── Provided entries
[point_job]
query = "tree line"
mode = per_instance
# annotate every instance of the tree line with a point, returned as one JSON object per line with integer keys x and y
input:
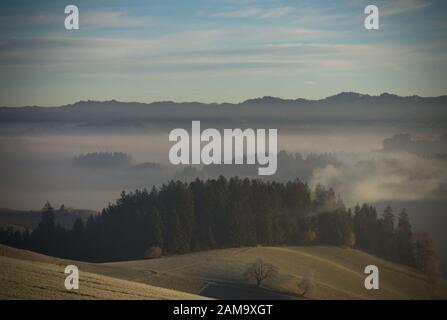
{"x": 182, "y": 217}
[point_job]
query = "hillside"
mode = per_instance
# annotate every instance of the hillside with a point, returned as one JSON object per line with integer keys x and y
{"x": 338, "y": 274}
{"x": 27, "y": 275}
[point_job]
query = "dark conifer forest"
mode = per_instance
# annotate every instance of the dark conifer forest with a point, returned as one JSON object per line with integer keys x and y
{"x": 183, "y": 217}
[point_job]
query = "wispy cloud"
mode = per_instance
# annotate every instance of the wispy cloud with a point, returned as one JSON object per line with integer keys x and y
{"x": 254, "y": 12}
{"x": 403, "y": 6}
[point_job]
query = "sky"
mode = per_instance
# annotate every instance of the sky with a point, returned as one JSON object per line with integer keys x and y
{"x": 218, "y": 50}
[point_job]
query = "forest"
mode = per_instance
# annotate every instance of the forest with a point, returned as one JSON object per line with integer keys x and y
{"x": 183, "y": 217}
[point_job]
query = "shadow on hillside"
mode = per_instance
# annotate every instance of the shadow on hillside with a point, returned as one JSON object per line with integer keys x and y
{"x": 240, "y": 291}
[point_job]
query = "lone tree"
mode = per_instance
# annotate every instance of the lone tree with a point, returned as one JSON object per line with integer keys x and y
{"x": 260, "y": 271}
{"x": 306, "y": 286}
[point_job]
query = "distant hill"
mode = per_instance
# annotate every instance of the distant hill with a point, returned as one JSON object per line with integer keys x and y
{"x": 22, "y": 220}
{"x": 338, "y": 274}
{"x": 346, "y": 106}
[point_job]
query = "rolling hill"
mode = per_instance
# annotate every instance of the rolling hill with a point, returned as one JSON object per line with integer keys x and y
{"x": 27, "y": 275}
{"x": 338, "y": 274}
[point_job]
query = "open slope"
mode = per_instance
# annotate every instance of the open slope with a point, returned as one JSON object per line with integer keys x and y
{"x": 27, "y": 275}
{"x": 338, "y": 273}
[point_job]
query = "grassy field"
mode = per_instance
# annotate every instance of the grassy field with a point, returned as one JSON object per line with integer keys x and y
{"x": 338, "y": 274}
{"x": 26, "y": 275}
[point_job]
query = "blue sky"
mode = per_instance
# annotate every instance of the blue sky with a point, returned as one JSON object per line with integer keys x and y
{"x": 218, "y": 50}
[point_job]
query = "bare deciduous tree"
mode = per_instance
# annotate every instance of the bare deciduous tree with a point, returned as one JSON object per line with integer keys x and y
{"x": 307, "y": 285}
{"x": 260, "y": 271}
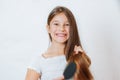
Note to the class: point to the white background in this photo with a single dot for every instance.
(23, 34)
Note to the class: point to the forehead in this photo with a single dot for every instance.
(60, 18)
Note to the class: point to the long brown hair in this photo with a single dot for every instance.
(81, 59)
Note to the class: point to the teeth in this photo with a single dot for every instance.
(61, 35)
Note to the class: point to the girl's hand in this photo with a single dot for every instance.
(59, 78)
(78, 49)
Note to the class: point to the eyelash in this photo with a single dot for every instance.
(58, 24)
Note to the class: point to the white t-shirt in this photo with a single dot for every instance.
(49, 68)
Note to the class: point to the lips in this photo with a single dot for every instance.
(61, 34)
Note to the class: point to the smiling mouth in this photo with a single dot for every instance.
(61, 34)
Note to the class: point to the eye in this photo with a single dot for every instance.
(67, 24)
(55, 24)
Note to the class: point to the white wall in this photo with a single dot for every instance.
(23, 34)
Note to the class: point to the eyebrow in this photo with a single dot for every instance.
(58, 21)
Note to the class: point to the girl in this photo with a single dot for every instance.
(65, 47)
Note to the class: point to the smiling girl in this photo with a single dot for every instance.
(65, 47)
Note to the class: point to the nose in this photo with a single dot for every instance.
(62, 28)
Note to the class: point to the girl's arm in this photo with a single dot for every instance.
(32, 75)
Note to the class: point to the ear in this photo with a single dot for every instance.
(48, 28)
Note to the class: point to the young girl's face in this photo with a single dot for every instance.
(59, 28)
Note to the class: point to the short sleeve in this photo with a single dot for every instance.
(35, 64)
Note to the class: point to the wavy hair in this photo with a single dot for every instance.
(81, 59)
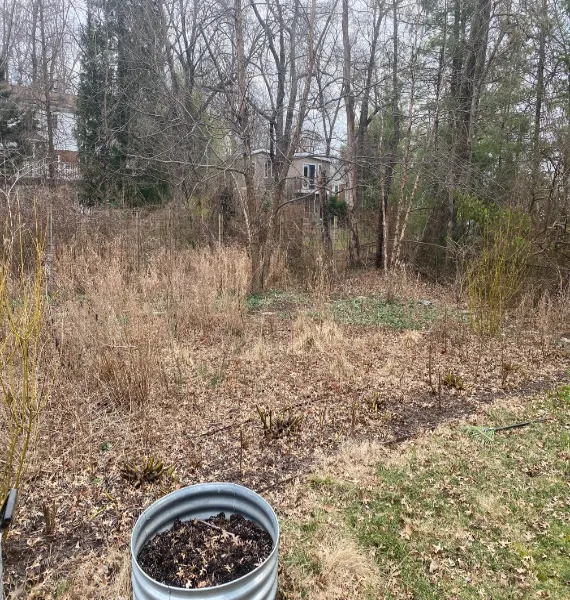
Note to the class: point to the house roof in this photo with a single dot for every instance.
(298, 155)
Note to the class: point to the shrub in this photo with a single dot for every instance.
(498, 274)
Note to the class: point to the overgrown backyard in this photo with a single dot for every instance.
(346, 403)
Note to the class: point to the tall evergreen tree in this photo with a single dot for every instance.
(95, 105)
(119, 112)
(12, 127)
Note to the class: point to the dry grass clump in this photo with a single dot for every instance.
(324, 338)
(126, 374)
(314, 335)
(210, 288)
(347, 570)
(91, 577)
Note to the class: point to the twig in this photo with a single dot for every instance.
(221, 529)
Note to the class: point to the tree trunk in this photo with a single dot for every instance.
(391, 152)
(325, 217)
(538, 109)
(352, 170)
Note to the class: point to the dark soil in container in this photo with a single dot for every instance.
(205, 553)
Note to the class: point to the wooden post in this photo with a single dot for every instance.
(138, 238)
(220, 230)
(49, 258)
(335, 226)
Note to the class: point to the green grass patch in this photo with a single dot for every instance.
(458, 517)
(375, 311)
(277, 301)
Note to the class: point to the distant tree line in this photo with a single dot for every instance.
(440, 111)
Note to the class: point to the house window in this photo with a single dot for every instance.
(309, 176)
(268, 172)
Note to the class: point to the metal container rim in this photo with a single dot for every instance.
(205, 486)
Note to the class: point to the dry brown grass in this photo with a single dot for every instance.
(151, 366)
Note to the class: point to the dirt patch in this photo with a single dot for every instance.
(198, 554)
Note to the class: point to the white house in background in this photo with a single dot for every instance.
(66, 160)
(303, 174)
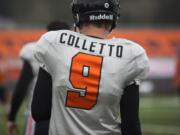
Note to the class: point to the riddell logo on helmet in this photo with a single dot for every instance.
(100, 17)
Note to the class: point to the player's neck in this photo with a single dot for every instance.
(94, 31)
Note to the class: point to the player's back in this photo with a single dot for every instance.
(89, 76)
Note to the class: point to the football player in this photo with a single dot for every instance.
(92, 83)
(25, 86)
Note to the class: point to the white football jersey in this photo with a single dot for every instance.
(89, 76)
(27, 53)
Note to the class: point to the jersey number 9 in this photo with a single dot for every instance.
(85, 76)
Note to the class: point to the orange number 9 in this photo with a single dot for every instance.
(85, 76)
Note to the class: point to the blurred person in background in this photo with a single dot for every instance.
(25, 86)
(2, 90)
(177, 71)
(89, 84)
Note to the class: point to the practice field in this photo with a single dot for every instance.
(159, 116)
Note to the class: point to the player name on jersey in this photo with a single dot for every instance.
(92, 46)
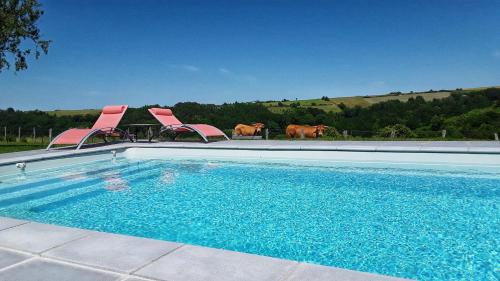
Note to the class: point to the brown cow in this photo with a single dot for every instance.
(294, 131)
(248, 130)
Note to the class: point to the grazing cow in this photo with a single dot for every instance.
(294, 131)
(248, 130)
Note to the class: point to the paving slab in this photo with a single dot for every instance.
(200, 263)
(311, 272)
(36, 237)
(112, 251)
(41, 270)
(8, 222)
(8, 258)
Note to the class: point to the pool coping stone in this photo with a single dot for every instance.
(77, 255)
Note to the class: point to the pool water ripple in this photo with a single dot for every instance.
(409, 222)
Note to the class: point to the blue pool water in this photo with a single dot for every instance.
(417, 223)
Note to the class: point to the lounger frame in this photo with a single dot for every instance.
(98, 131)
(172, 128)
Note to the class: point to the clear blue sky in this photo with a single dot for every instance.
(147, 52)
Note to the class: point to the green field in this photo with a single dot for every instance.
(330, 105)
(363, 101)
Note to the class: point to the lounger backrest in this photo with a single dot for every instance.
(110, 116)
(165, 116)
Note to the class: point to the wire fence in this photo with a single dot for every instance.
(36, 135)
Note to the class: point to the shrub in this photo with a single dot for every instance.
(332, 132)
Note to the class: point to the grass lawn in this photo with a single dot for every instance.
(14, 147)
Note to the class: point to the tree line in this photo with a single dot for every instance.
(474, 114)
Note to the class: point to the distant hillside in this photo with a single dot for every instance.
(326, 104)
(332, 104)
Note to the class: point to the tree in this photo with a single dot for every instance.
(18, 20)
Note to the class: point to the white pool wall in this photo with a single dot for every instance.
(322, 156)
(53, 163)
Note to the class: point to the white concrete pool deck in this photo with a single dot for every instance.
(461, 147)
(32, 251)
(35, 251)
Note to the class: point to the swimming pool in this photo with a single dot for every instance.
(416, 221)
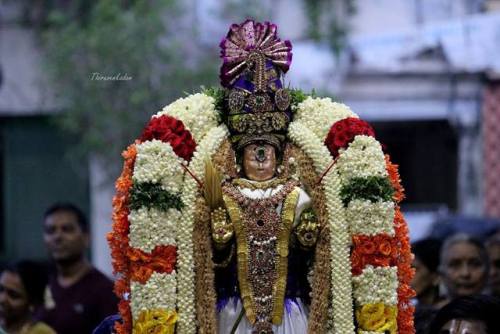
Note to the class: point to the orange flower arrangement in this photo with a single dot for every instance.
(118, 239)
(380, 250)
(377, 318)
(405, 271)
(161, 259)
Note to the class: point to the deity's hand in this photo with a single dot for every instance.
(222, 228)
(308, 229)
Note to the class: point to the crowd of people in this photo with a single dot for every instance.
(457, 284)
(68, 295)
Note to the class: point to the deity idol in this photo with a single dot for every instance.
(257, 208)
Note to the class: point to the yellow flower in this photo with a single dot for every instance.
(377, 318)
(155, 321)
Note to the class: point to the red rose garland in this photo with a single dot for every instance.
(343, 132)
(170, 130)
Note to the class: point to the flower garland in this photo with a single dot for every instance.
(143, 265)
(152, 227)
(344, 131)
(155, 321)
(170, 130)
(405, 270)
(342, 312)
(185, 263)
(363, 158)
(153, 251)
(118, 239)
(378, 251)
(143, 237)
(369, 218)
(318, 114)
(376, 285)
(157, 293)
(157, 162)
(197, 112)
(380, 256)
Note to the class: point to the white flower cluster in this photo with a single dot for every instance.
(157, 293)
(376, 285)
(319, 114)
(156, 162)
(342, 311)
(363, 158)
(185, 263)
(196, 111)
(152, 227)
(367, 218)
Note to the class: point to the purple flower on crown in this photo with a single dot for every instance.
(242, 40)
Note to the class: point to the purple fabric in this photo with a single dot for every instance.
(250, 36)
(299, 262)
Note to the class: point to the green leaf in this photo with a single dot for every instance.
(152, 195)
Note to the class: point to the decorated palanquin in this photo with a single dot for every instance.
(256, 208)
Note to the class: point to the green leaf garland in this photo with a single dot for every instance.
(152, 195)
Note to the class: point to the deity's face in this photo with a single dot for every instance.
(259, 161)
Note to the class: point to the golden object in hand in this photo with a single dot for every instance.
(308, 229)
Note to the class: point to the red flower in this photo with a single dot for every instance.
(170, 130)
(343, 132)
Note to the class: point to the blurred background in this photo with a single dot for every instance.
(79, 79)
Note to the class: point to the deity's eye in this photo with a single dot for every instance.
(260, 153)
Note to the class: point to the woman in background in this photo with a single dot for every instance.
(463, 266)
(22, 287)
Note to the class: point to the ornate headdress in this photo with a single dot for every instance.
(254, 59)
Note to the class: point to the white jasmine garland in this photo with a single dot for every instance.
(367, 218)
(304, 138)
(152, 227)
(342, 310)
(376, 285)
(157, 293)
(363, 158)
(196, 111)
(185, 263)
(319, 114)
(156, 162)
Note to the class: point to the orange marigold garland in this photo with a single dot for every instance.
(380, 251)
(142, 265)
(118, 239)
(405, 270)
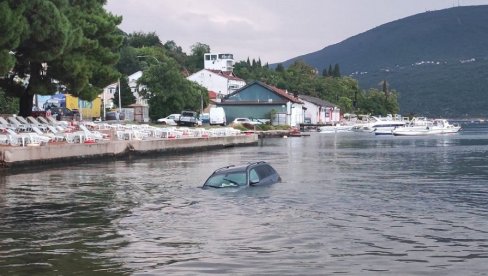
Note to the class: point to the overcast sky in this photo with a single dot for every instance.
(273, 30)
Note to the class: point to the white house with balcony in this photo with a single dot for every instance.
(318, 111)
(218, 76)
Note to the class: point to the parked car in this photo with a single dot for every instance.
(252, 174)
(246, 121)
(188, 118)
(217, 116)
(169, 120)
(204, 118)
(114, 115)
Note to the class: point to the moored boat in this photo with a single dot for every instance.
(431, 127)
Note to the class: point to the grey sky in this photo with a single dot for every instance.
(273, 30)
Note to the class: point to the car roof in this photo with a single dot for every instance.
(239, 168)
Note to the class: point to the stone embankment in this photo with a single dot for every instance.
(53, 153)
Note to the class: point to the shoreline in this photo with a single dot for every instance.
(63, 153)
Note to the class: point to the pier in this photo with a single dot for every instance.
(52, 153)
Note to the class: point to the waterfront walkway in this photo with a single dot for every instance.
(98, 141)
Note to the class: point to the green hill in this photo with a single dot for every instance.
(437, 61)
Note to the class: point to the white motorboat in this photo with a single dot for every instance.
(335, 128)
(431, 127)
(380, 125)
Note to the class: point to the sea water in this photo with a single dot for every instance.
(349, 203)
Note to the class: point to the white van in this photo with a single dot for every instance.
(217, 116)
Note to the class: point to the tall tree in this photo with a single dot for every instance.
(337, 71)
(13, 27)
(73, 43)
(167, 90)
(140, 39)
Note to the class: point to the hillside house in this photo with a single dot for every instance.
(319, 111)
(109, 91)
(258, 100)
(218, 76)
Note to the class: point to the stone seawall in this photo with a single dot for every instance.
(67, 153)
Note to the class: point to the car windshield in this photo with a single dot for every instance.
(230, 179)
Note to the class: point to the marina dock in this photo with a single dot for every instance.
(53, 153)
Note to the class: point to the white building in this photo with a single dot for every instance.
(221, 82)
(218, 76)
(220, 62)
(319, 111)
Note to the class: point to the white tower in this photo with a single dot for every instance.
(222, 62)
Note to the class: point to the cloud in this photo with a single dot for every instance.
(274, 30)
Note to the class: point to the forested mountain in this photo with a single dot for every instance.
(436, 60)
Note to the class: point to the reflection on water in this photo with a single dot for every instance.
(349, 203)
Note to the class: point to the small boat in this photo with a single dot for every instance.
(431, 127)
(335, 128)
(380, 125)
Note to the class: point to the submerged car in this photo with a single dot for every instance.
(252, 174)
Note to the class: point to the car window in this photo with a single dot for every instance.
(264, 171)
(226, 180)
(253, 176)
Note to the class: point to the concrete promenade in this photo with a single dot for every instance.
(53, 153)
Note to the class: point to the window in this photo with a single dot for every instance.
(253, 176)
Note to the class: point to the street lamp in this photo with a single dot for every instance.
(157, 60)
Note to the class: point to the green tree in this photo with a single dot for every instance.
(324, 72)
(279, 68)
(8, 105)
(140, 39)
(13, 27)
(167, 90)
(337, 72)
(73, 43)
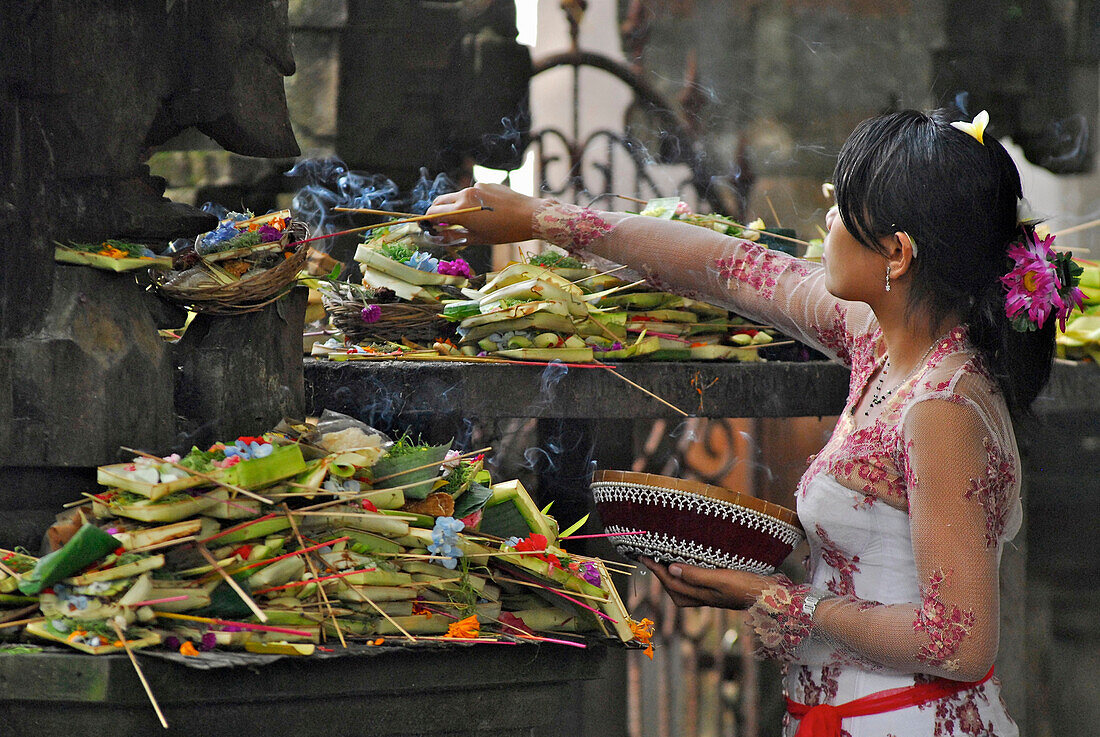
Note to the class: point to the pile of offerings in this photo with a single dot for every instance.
────
Leaving out every picture, copy exactly the lines from the one that contains "Note to the class: point to the concrete" through the end of the entries above.

| Written response |
Note to the class: point to the concrete promenade in this photo with a single dot for every instance.
(53, 153)
Note to the class: point to the window in this photo with a single dot for every instance.
(253, 176)
Note to the class: point to the street lamp in this photo with a single dot for every instance.
(157, 60)
Note to the class: point to the green tree in this photo with a single dot for every instance.
(324, 72)
(279, 68)
(8, 105)
(140, 39)
(13, 27)
(167, 90)
(337, 72)
(73, 43)
Note to the class: point to the pile of offerings in this photo with a single dot for every instance.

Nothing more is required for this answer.